# Information shown:

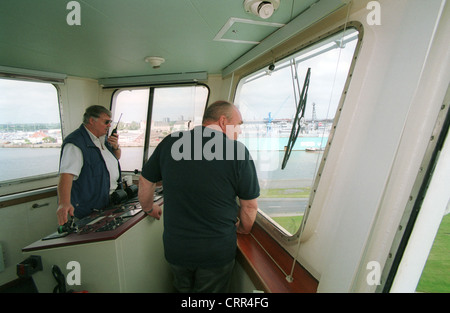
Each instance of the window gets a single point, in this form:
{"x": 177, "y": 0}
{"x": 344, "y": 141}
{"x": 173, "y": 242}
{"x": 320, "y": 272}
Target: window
{"x": 30, "y": 129}
{"x": 268, "y": 101}
{"x": 173, "y": 109}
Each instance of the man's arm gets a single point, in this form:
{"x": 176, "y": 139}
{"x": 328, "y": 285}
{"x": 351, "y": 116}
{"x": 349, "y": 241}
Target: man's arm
{"x": 247, "y": 215}
{"x": 64, "y": 205}
{"x": 114, "y": 142}
{"x": 145, "y": 196}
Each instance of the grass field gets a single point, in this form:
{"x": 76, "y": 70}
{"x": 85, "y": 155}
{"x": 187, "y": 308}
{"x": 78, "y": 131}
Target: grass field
{"x": 436, "y": 274}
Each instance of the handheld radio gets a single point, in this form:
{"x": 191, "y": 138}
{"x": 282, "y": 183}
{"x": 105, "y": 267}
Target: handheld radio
{"x": 115, "y": 129}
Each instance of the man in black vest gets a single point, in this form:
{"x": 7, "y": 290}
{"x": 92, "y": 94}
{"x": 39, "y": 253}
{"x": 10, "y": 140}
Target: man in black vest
{"x": 89, "y": 166}
{"x": 204, "y": 171}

# Task statement:
Give the lines of the material above as a JSON list of strings, one string per line with blank lines omitted. Begin at the line that contains "Each instance of the handheld" and stop after the final line of the material.

# Solved exercise:
[
  "Each instance of the handheld radio gets a single point, in this form:",
  "{\"x\": 191, \"y\": 138}",
  "{\"x\": 282, \"y\": 183}",
  "{\"x\": 105, \"y\": 267}",
  "Target: handheld radio",
  "{\"x\": 115, \"y\": 129}",
  "Each instance of the man in black vest gets a single point, in this form:",
  "{\"x\": 7, \"y\": 290}",
  "{\"x\": 92, \"y\": 94}",
  "{\"x\": 39, \"y\": 253}",
  "{\"x\": 10, \"y\": 140}",
  "Target: man in black vest",
  "{\"x\": 89, \"y\": 166}",
  "{\"x\": 204, \"y\": 171}"
]